======== Supplied material

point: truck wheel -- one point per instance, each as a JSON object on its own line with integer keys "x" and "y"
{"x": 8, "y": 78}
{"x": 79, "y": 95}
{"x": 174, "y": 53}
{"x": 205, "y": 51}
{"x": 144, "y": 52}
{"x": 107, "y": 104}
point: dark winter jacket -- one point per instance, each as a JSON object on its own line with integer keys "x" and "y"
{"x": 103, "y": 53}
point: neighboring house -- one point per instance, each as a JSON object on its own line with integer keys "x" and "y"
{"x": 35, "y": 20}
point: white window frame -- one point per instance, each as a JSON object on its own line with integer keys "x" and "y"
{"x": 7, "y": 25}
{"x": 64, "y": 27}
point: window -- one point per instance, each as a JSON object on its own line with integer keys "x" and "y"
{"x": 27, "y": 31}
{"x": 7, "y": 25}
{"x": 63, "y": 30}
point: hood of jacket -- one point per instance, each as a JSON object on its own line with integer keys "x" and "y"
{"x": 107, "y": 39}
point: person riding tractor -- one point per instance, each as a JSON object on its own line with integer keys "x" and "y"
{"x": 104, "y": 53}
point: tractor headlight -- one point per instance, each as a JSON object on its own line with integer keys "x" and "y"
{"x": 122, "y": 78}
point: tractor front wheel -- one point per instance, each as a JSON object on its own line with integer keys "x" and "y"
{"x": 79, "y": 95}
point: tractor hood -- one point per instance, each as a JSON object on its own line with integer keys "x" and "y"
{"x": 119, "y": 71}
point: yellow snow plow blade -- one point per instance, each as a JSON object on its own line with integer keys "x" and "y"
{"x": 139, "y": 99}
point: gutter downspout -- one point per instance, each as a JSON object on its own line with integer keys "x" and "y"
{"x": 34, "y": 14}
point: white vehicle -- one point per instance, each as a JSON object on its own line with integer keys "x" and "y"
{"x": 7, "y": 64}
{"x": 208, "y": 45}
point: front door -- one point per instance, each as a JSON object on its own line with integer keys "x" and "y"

================

All the material above should be copied word for word.

point: truck wheel -- one point per instance, each as a JSON object on its own line with integer keys "x" and "y"
{"x": 8, "y": 78}
{"x": 79, "y": 95}
{"x": 174, "y": 53}
{"x": 205, "y": 51}
{"x": 144, "y": 52}
{"x": 107, "y": 104}
point: dark winter jacket -- one point per instance, each as a JSON object on its own line with integer keys "x" and "y"
{"x": 103, "y": 53}
point: neighboring house -- one point per instance, each as a JSON object on its own line with integer keys "x" and "y"
{"x": 35, "y": 20}
point: white window frame -- one point per instance, each as a JSON object on its own line with integer keys "x" and "y"
{"x": 7, "y": 25}
{"x": 64, "y": 27}
point: window -- one point per instance, each as a JSON object on its own line with integer keys "x" and "y"
{"x": 27, "y": 31}
{"x": 7, "y": 25}
{"x": 63, "y": 30}
point: hood of jacket -- one point per instance, each as a JSON object on its own line with integer keys "x" and "y"
{"x": 107, "y": 39}
point: person riding tractor -- one point per instance, each as a JSON object on its own line with integer keys "x" and "y"
{"x": 104, "y": 53}
point: tractor headlight -- one point per instance, each as a JSON object on its own line with integer keys "x" and "y"
{"x": 122, "y": 78}
point: tractor front wheel -- one point per instance, each as a JSON object on its own line with integer keys "x" and "y"
{"x": 79, "y": 95}
point: tractor hood -- one point per instance, each as a JSON object on its own line with integer keys "x" and "y"
{"x": 119, "y": 71}
point: yellow snow plow blade -- one point per instance, each as a JSON object on its own line with integer keys "x" and "y"
{"x": 139, "y": 99}
point: gutter downspout -- one point per instance, each as a JSON object on its own line with integer keys "x" and "y"
{"x": 34, "y": 14}
point: white vehicle -- one point per instance, each as a JSON object on its own line with integer keys "x" and "y"
{"x": 7, "y": 64}
{"x": 208, "y": 45}
point: front door -- one point per instance, each as a JSON object on its own line with integer keys "x" and "y"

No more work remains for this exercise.